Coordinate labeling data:
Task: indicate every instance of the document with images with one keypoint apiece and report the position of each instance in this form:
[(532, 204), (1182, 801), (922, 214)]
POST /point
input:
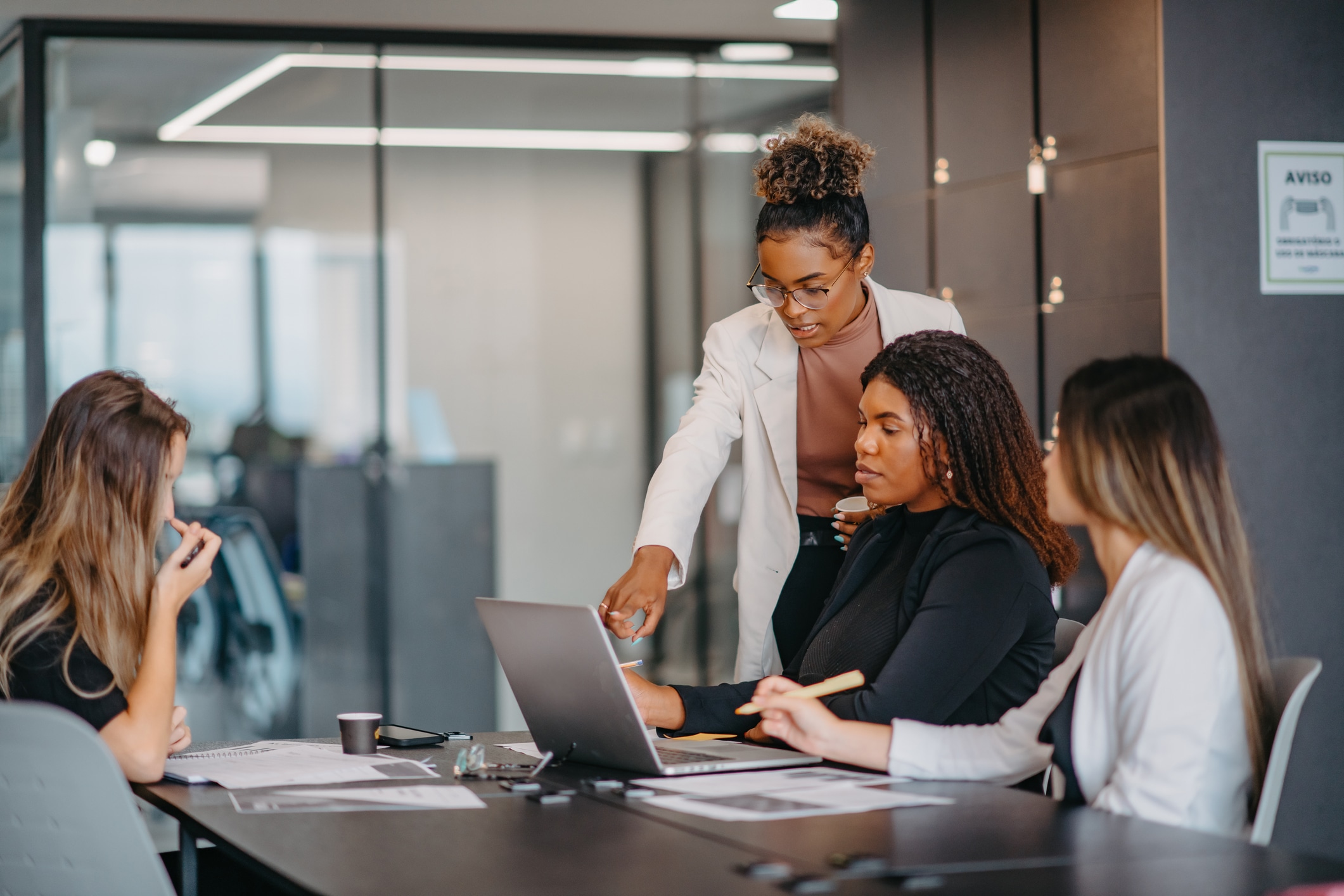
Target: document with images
[(272, 764), (359, 800)]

(Exercise prompt) Print the whole listing above once more, word for word, without its pictures.

(Answer to this problem)
Task: indicate every instance of the document with images with one keypoint apiece and report the position of each instance in this form:
[(532, 204), (1182, 801), (922, 214)]
POST /point
input:
Target: document with images
[(272, 764), (359, 800)]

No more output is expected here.